(Dataset entries)
##########

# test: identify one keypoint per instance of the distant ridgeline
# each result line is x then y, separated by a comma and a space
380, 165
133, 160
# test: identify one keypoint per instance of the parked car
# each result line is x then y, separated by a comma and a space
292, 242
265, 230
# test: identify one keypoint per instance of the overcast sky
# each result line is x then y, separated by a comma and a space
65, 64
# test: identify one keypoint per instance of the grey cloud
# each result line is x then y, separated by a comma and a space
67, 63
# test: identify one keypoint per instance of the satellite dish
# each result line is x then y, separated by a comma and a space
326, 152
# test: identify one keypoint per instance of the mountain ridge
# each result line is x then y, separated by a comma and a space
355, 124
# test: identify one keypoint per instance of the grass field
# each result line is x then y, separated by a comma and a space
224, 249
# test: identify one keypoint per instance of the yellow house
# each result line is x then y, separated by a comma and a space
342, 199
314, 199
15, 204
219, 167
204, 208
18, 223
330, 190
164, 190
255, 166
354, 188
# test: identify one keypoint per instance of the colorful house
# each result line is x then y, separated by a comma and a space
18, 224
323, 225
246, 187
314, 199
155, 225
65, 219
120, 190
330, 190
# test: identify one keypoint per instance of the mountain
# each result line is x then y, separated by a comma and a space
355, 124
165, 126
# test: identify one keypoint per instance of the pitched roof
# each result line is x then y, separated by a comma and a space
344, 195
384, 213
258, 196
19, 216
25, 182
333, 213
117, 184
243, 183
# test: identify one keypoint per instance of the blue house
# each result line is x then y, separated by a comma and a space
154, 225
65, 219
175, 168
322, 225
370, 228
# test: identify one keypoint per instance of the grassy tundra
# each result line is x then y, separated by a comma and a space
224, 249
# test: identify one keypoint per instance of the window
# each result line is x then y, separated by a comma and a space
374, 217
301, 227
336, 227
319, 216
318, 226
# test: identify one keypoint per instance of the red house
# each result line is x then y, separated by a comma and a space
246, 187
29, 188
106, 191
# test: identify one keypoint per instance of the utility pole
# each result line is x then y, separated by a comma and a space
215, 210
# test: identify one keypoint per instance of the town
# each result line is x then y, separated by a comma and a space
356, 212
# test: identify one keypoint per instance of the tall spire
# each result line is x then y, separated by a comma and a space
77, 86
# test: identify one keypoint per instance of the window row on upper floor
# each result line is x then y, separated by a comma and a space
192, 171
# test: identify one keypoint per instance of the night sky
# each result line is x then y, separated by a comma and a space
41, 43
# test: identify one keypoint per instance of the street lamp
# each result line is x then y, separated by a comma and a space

##########

Problem to work on
Beginning with the line that has "# test: identify one keypoint per instance of the tall", set down each line through the last one above, exactly, and nothing else.

Response to the exercise
# test: identify one keypoint per instance of the tall spire
# each result line is x then y, separated by a comma and a space
77, 86
# test: identify one keypoint per instance of the window row on upper floor
# each result line is x then y, separated by a comma and a space
192, 171
# test: identify one keypoint per instance of the night sky
# each result line is x then y, separated by a comma and a space
41, 43
# test: identify one keypoint per instance of the street lamp
# each result line is x then y, separated by a comma and a space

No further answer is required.